### Task instructions
Word for word, transcribe all of the records.

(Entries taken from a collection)
____

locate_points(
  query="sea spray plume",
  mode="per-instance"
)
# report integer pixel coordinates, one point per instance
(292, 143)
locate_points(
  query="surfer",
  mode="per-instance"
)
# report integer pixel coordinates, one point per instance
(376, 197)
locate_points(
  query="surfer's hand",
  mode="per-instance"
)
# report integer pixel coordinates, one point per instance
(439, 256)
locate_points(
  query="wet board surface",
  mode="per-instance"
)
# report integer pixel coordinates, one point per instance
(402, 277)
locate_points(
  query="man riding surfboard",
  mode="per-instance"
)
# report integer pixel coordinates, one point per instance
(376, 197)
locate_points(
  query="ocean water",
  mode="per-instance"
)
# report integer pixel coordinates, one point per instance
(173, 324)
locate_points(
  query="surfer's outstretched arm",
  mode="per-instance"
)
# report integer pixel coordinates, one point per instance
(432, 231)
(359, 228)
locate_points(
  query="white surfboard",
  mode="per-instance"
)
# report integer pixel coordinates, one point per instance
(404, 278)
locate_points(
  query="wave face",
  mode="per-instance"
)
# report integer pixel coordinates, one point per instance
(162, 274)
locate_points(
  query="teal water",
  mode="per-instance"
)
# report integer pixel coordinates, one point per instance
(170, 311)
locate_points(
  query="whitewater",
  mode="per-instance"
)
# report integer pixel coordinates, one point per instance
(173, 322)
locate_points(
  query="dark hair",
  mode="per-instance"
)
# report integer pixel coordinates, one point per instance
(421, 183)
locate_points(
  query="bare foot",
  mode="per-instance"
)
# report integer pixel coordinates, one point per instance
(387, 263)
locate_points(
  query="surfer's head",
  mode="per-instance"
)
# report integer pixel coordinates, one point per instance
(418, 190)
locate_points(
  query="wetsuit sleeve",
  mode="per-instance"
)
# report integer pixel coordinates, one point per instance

____

### Your response
locate_points(
  query="sea spray plume",
  mode="per-instance"
)
# report integer pixel coordinates, one point per instance
(292, 143)
locate_points(
  query="surfer",
  mode="per-instance"
)
# report integer pixel coordinates, one point per instance
(376, 197)
locate_points(
  query="surfer's hand",
  mode="per-instance"
)
# report integer pixel coordinates, one point per instance
(439, 256)
locate_points(
  query="wet board surface",
  mode="per-instance"
)
# report integer pixel coordinates, one point per instance
(402, 277)
locate_points(
  query="man riding surfboard",
  mode="per-instance"
)
# report integer pixel coordinates, one point per instance
(376, 197)
locate_points(
  query="ocean water",
  mode="per-instance"
)
# report integer pixel coordinates, one point per instance
(173, 324)
locate_points(
  query="surfer's outstretched arm",
  mode="per-instance"
)
# report integer pixel coordinates, one point per instance
(432, 231)
(359, 228)
locate_points(
  query="white surfboard",
  mode="per-instance"
)
# report integer pixel coordinates, one point per instance
(404, 278)
locate_points(
  query="wave face",
  mode="per-instance"
)
# report integer pixel coordinates, one point per instance
(162, 274)
locate_points(
  query="teal water",
  mode="per-instance"
)
# report integer pixel coordinates, one point per instance
(170, 311)
locate_points(
  query="whitewater",
  mode="per-instance"
)
# report integer pixel coordinates, one point per instance
(173, 322)
locate_points(
  query="dark hair",
  mode="per-instance"
)
# report integer pixel coordinates, one point per instance
(421, 183)
locate_points(
  query="bare foot",
  mode="per-instance"
)
# report integer pixel coordinates, one point per instance
(387, 263)
locate_points(
  query="surfer's head",
  mode="per-instance"
)
# report integer pixel coordinates, one point per instance
(418, 190)
locate_points(
  query="wetsuit sleeve",
  mode="per-instance"
)
# report integer pixel coordinates, one point per instance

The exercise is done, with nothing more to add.